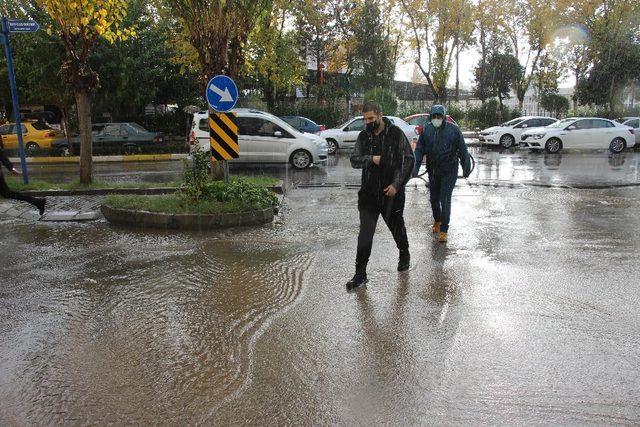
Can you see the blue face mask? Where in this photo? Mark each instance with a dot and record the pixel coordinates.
(371, 127)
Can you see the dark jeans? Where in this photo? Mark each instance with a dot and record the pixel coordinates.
(441, 189)
(392, 210)
(8, 194)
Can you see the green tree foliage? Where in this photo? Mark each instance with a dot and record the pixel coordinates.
(497, 77)
(554, 103)
(141, 70)
(373, 55)
(385, 98)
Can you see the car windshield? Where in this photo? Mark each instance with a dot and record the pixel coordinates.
(342, 126)
(561, 123)
(284, 125)
(513, 122)
(137, 127)
(40, 126)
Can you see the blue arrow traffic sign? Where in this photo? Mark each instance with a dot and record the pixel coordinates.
(221, 94)
(22, 26)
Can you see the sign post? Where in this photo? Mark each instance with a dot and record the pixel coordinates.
(15, 26)
(221, 95)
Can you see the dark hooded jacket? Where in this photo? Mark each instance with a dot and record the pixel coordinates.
(396, 162)
(443, 146)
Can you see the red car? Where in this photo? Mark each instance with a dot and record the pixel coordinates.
(420, 120)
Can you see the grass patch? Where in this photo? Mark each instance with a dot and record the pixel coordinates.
(16, 183)
(179, 203)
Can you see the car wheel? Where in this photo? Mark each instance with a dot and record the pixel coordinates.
(130, 149)
(30, 148)
(507, 141)
(332, 146)
(617, 145)
(553, 145)
(300, 159)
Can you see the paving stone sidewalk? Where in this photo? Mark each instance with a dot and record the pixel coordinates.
(59, 209)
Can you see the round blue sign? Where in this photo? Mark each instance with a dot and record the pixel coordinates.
(221, 94)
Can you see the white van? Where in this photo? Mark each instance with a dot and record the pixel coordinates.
(264, 138)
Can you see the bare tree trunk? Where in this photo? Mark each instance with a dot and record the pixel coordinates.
(86, 147)
(575, 90)
(65, 127)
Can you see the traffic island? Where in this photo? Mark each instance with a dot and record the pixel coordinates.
(201, 204)
(157, 220)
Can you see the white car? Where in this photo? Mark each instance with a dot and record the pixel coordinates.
(508, 134)
(264, 138)
(345, 136)
(580, 132)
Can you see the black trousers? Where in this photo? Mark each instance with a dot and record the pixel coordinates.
(440, 192)
(392, 211)
(6, 192)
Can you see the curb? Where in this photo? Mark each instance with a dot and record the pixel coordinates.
(145, 219)
(104, 159)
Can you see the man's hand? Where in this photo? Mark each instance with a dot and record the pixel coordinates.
(390, 191)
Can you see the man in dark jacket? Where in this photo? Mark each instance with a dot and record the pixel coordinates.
(444, 146)
(385, 157)
(4, 188)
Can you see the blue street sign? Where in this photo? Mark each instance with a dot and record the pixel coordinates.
(221, 94)
(22, 26)
(14, 94)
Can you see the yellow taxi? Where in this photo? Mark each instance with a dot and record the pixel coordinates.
(35, 136)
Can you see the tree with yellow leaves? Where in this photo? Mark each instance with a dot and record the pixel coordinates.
(441, 28)
(79, 23)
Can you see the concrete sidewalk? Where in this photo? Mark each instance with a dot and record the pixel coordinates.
(59, 209)
(104, 159)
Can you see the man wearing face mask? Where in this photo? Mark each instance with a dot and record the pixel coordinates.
(385, 157)
(444, 146)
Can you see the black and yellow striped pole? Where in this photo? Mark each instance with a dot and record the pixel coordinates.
(223, 136)
(221, 95)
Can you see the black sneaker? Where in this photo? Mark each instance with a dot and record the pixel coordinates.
(358, 281)
(404, 262)
(41, 206)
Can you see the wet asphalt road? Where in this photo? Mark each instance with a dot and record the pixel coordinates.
(529, 315)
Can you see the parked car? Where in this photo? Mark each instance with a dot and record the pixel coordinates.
(421, 120)
(508, 134)
(264, 138)
(580, 132)
(634, 122)
(35, 135)
(302, 124)
(345, 135)
(124, 138)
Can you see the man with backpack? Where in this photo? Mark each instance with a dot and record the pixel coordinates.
(443, 144)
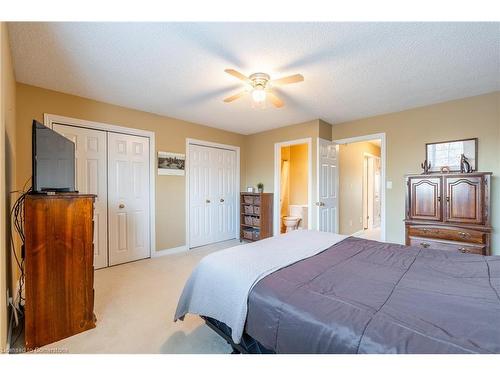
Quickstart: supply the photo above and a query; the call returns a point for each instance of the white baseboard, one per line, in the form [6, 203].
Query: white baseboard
[172, 250]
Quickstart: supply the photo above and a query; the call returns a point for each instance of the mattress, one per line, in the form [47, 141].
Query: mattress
[361, 296]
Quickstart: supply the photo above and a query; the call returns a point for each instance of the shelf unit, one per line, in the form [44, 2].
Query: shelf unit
[256, 210]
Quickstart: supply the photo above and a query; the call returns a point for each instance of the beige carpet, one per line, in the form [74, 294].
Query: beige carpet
[135, 305]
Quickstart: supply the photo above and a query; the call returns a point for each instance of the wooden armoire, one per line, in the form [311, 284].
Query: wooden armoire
[449, 211]
[59, 267]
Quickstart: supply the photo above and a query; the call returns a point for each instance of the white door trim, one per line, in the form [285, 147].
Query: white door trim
[383, 182]
[50, 119]
[277, 181]
[367, 155]
[318, 166]
[199, 142]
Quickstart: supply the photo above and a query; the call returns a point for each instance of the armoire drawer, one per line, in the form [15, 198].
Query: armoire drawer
[466, 248]
[450, 234]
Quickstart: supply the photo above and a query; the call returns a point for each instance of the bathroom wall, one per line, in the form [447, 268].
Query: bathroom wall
[285, 185]
[298, 174]
[351, 185]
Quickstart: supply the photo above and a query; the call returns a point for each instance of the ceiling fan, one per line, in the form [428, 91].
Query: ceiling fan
[260, 86]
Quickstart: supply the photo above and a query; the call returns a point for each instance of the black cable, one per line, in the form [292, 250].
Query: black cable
[17, 218]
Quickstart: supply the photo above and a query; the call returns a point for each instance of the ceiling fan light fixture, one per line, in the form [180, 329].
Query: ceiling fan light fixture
[258, 94]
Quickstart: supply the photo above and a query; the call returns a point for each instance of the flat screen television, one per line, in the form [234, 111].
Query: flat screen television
[53, 161]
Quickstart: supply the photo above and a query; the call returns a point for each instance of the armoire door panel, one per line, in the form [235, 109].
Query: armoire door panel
[90, 178]
[464, 199]
[426, 198]
[128, 175]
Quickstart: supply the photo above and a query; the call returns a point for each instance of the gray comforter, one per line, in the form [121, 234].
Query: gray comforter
[363, 296]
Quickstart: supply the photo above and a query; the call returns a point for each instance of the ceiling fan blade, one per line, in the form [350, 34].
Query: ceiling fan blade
[238, 75]
[231, 98]
[289, 79]
[277, 102]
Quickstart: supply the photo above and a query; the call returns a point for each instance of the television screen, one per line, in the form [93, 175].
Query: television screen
[53, 160]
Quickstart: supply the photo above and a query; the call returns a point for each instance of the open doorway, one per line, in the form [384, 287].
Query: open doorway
[292, 185]
[371, 190]
[361, 182]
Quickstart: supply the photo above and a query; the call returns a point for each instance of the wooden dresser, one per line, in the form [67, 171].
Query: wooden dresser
[59, 267]
[256, 210]
[449, 212]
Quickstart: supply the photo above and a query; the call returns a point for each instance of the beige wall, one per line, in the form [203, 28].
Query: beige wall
[7, 170]
[171, 134]
[406, 135]
[350, 161]
[298, 174]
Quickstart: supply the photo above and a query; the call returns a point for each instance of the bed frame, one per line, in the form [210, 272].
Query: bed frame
[248, 344]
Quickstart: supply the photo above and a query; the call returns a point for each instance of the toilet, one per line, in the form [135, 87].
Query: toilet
[297, 217]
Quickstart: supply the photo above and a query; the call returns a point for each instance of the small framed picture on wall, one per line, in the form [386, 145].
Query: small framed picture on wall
[448, 155]
[171, 164]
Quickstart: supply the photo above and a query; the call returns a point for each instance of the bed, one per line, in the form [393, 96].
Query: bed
[313, 292]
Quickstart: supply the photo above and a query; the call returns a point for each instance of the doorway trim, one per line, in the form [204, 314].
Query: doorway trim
[318, 166]
[366, 156]
[277, 181]
[383, 174]
[50, 119]
[237, 183]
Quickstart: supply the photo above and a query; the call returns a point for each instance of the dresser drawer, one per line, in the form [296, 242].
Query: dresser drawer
[450, 234]
[466, 248]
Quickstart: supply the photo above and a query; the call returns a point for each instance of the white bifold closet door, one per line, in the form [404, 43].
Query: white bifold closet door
[90, 174]
[128, 198]
[212, 195]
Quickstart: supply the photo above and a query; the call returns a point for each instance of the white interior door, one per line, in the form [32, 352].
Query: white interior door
[90, 172]
[327, 204]
[200, 196]
[224, 194]
[212, 195]
[376, 194]
[128, 198]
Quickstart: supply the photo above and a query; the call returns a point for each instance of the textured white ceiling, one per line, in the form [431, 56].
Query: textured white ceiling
[351, 70]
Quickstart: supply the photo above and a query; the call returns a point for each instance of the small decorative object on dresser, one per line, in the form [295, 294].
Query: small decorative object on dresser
[449, 211]
[449, 154]
[465, 165]
[256, 216]
[426, 166]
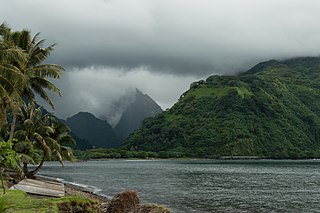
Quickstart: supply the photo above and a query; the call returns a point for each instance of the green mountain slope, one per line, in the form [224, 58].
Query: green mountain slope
[92, 131]
[272, 110]
[142, 107]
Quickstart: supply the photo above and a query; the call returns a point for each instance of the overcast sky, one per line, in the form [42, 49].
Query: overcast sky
[109, 47]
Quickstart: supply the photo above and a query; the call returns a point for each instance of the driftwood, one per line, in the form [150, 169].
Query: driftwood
[128, 202]
[37, 187]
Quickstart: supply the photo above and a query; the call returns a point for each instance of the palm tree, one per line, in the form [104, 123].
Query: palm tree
[33, 73]
[41, 137]
[10, 76]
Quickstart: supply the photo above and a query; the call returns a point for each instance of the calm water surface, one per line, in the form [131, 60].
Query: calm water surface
[204, 185]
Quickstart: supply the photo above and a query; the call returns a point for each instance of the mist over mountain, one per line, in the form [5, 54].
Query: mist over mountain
[97, 132]
[128, 113]
[272, 110]
[141, 107]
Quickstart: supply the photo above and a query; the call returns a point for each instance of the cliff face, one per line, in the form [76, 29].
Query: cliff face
[140, 108]
[97, 132]
[272, 110]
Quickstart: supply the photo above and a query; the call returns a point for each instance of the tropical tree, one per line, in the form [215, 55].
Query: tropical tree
[41, 137]
[10, 76]
[33, 73]
[8, 159]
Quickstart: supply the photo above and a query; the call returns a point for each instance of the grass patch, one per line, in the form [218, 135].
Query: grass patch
[19, 201]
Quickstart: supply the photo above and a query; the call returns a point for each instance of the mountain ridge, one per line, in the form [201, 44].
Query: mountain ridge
[272, 110]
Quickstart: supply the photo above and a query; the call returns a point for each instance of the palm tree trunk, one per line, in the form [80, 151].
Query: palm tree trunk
[3, 116]
[1, 177]
[34, 172]
[13, 124]
[25, 169]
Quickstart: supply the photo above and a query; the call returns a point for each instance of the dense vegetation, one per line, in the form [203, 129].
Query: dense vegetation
[272, 110]
[18, 201]
[107, 153]
[27, 134]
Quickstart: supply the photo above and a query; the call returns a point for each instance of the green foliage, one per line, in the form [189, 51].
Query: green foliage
[3, 204]
[18, 201]
[273, 110]
[8, 159]
[111, 153]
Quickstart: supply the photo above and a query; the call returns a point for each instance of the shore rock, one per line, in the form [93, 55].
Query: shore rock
[128, 202]
[124, 202]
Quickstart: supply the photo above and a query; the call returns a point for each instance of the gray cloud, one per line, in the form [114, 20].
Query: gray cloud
[97, 89]
[110, 47]
[174, 36]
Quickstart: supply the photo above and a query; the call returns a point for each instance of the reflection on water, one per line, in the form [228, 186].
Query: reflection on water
[205, 185]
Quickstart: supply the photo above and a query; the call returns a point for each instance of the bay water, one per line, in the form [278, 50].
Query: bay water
[203, 185]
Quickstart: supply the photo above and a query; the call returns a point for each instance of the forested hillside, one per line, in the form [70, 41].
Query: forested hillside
[272, 110]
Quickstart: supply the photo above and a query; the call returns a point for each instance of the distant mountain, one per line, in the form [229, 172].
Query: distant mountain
[141, 107]
[272, 110]
[96, 132]
[81, 144]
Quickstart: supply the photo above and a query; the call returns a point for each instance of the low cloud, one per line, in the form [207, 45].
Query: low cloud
[97, 90]
[178, 37]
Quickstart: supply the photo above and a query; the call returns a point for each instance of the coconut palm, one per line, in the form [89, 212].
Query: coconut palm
[41, 138]
[33, 73]
[10, 75]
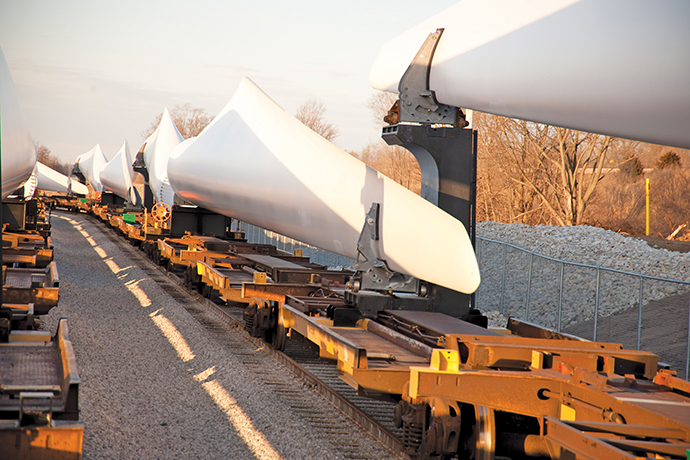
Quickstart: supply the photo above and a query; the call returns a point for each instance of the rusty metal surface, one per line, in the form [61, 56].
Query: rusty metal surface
[270, 262]
[434, 324]
[30, 365]
[61, 441]
[380, 352]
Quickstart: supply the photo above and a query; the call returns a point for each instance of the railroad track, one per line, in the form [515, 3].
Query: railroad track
[298, 366]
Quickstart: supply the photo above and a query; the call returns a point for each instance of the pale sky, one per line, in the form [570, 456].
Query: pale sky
[90, 71]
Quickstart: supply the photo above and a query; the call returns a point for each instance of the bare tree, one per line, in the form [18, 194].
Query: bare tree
[380, 103]
[554, 171]
[394, 162]
[311, 114]
[190, 121]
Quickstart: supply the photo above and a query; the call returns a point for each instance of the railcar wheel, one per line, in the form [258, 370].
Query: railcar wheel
[279, 337]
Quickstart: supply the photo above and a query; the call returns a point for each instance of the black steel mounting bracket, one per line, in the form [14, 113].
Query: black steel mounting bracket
[371, 272]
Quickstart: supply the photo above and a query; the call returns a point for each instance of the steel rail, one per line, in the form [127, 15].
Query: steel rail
[361, 418]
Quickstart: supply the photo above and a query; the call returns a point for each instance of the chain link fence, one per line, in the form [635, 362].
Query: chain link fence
[641, 312]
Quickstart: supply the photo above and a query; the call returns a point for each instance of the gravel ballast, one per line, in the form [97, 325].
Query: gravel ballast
[155, 382]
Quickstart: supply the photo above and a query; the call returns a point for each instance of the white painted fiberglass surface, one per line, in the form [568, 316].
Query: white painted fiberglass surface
[54, 181]
[615, 67]
[17, 146]
[257, 163]
[116, 175]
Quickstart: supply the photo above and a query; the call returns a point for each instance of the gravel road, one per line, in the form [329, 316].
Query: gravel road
[155, 382]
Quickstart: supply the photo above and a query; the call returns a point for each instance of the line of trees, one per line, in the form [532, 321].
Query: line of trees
[529, 172]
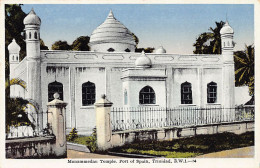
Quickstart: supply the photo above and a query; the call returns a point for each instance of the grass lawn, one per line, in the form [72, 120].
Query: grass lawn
[188, 147]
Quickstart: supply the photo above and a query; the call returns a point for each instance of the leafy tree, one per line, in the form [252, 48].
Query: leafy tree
[16, 107]
[73, 134]
[209, 42]
[245, 68]
[81, 44]
[61, 45]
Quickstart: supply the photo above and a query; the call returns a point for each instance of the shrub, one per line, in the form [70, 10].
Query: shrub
[73, 134]
[92, 141]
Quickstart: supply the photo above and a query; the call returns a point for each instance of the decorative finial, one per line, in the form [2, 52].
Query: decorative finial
[56, 95]
[143, 53]
[110, 15]
[32, 11]
[103, 96]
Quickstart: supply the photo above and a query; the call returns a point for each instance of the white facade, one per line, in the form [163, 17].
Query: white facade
[122, 75]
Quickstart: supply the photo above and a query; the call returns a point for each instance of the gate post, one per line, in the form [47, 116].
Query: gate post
[103, 124]
[56, 121]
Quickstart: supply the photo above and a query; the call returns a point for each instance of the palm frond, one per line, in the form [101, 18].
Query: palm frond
[15, 81]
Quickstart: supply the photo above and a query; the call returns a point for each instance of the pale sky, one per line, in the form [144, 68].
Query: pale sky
[175, 27]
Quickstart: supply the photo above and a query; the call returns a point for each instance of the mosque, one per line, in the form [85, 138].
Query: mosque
[112, 67]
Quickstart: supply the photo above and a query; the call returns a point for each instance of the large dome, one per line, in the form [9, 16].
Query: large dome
[112, 36]
[32, 19]
[143, 61]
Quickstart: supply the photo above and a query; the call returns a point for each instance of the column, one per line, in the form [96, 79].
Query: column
[103, 124]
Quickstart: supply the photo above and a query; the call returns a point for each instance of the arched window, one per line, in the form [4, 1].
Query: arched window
[111, 50]
[127, 50]
[186, 93]
[147, 96]
[125, 98]
[88, 93]
[53, 88]
[212, 92]
[35, 35]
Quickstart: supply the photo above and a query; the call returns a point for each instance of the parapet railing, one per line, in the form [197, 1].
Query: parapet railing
[158, 117]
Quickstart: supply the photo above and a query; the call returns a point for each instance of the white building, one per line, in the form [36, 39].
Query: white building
[127, 78]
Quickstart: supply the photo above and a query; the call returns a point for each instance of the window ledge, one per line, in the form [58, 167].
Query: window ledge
[187, 105]
[147, 105]
[87, 107]
[208, 104]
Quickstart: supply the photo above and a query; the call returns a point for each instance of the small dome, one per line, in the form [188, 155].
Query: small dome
[32, 19]
[160, 50]
[112, 32]
[143, 61]
[226, 29]
[13, 47]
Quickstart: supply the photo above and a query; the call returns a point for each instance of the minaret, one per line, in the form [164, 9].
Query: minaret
[32, 31]
[228, 71]
[14, 50]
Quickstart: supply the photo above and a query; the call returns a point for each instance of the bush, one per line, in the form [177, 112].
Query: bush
[92, 141]
[73, 134]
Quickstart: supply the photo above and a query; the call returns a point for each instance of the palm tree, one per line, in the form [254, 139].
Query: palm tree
[245, 68]
[209, 42]
[16, 107]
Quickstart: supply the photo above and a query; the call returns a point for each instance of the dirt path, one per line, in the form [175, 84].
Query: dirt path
[76, 154]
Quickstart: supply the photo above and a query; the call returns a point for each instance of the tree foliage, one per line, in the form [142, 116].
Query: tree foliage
[61, 45]
[16, 107]
[209, 42]
[81, 44]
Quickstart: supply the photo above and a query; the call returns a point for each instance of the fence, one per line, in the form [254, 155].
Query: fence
[28, 129]
[157, 117]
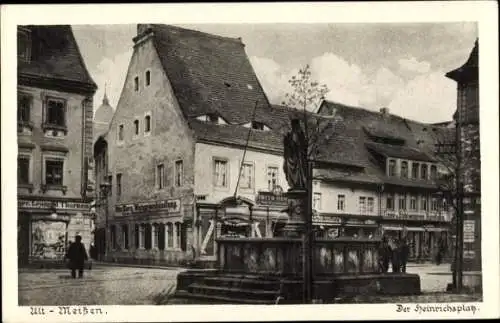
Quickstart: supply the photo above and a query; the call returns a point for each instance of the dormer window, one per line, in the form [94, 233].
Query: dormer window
[257, 126]
[24, 44]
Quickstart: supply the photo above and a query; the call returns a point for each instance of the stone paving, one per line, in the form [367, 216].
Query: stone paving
[116, 285]
[103, 285]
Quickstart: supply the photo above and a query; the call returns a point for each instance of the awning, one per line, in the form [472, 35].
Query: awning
[391, 228]
[415, 229]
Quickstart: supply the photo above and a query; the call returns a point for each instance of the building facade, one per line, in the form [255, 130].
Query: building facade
[55, 95]
[468, 151]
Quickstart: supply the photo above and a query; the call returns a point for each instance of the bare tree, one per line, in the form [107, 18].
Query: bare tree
[457, 156]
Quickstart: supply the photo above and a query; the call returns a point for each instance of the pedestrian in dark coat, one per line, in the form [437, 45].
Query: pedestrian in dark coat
[396, 255]
[404, 251]
[77, 256]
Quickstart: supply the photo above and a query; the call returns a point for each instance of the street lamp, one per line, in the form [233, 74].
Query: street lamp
[105, 187]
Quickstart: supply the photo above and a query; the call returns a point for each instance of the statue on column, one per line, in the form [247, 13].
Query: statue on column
[295, 157]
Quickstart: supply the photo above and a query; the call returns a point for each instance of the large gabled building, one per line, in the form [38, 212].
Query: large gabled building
[55, 98]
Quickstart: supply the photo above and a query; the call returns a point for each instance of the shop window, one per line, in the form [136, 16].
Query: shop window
[272, 178]
[120, 132]
[136, 83]
[125, 236]
[136, 128]
[147, 124]
[340, 202]
[179, 173]
[316, 201]
[148, 78]
[423, 172]
[392, 167]
[404, 169]
[55, 113]
[24, 104]
[371, 205]
[170, 235]
[160, 176]
[54, 172]
[390, 202]
[246, 181]
[414, 170]
[23, 170]
[118, 186]
[413, 203]
[220, 173]
[362, 205]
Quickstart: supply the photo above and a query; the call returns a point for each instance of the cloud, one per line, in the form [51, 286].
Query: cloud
[111, 71]
[412, 65]
[427, 98]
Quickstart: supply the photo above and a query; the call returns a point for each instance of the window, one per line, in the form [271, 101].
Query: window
[390, 202]
[55, 112]
[118, 186]
[220, 173]
[362, 204]
[23, 170]
[246, 181]
[404, 169]
[178, 235]
[433, 172]
[160, 176]
[179, 173]
[24, 108]
[434, 204]
[170, 235]
[414, 170]
[341, 202]
[413, 203]
[371, 205]
[23, 45]
[272, 178]
[316, 201]
[120, 132]
[125, 236]
[110, 181]
[147, 124]
[155, 233]
[392, 167]
[136, 127]
[423, 172]
[423, 203]
[402, 202]
[112, 233]
[54, 172]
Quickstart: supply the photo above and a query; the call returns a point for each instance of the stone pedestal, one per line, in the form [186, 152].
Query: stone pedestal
[297, 213]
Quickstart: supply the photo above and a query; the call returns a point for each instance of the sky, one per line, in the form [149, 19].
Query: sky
[399, 66]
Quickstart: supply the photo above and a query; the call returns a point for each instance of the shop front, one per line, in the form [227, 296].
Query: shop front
[47, 227]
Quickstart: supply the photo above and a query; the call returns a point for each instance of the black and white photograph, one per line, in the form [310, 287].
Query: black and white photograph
[165, 162]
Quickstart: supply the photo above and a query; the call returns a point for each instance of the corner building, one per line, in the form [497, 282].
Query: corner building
[54, 138]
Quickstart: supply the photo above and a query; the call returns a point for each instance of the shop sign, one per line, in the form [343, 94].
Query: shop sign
[271, 198]
[171, 206]
[47, 204]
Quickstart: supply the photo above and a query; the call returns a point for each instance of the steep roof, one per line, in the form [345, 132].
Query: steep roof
[54, 55]
[208, 73]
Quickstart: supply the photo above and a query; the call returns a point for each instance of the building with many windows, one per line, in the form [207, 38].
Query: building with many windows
[55, 94]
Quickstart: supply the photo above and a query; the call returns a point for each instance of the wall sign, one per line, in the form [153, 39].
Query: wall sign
[171, 206]
[44, 204]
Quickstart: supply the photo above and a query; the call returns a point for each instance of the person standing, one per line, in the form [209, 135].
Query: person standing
[77, 256]
[404, 251]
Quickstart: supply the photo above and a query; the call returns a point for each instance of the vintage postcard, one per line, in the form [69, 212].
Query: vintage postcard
[215, 162]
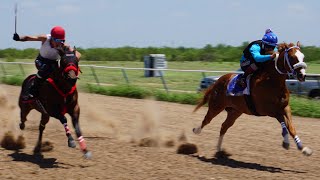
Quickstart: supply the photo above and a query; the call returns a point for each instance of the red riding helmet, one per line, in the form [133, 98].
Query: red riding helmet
[58, 32]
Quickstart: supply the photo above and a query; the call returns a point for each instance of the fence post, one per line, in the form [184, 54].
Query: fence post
[22, 70]
[163, 82]
[204, 74]
[95, 75]
[4, 70]
[125, 75]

★ ★ ★ ★ ★ ★ ★

• _What needs to be done_: Give again the part of the records that opens with the line containing "form [343, 94]." and runs through the end of the records, switching "photo" to "image" and keeping everything else the same. Leave out the pictures.

• _Answer to the problem_:
Quickstart: supply the image above and a query; the call returns a point for each instance of the shop sign, one per line, in the form [343, 94].
Query: shop sign
[271, 198]
[171, 206]
[47, 204]
Quickstart: supply the image above and a query; the call returns a point for each instance of the steep roof, one per line, in the form [345, 132].
Query: steep roof
[54, 55]
[208, 73]
Quickstart: supply the image above and a query; the call returns a point for each instance of the building with many windows, one per line, in the form [207, 38].
Query: building with many windows
[55, 94]
Quickstart: supply the image above and a query; the call returns a point for each instance of the wall sign, one per line, in the form [153, 39].
Query: wall sign
[171, 206]
[44, 204]
Quickstart: supply the image above and a query; the call returns a point for each instance of the person standing, one per line, in the form [209, 135].
Query: person standing
[77, 256]
[404, 251]
Quickstart: supply the image above and a query; the call returns a point for each instance of the vintage postcard, one per line, in the form [69, 212].
Query: vintage postcard
[215, 162]
Quickstart: supply the image above and a query; the call returns a point for each instance of the red riding helmet, one per line, in the form [133, 98].
Query: red riding helmet
[58, 32]
Quickstart: supply the image above and a query; the call returns a point for each instance of the fence post, one per line, in the form [184, 54].
Query: fence post
[22, 70]
[163, 82]
[204, 74]
[95, 75]
[4, 70]
[125, 75]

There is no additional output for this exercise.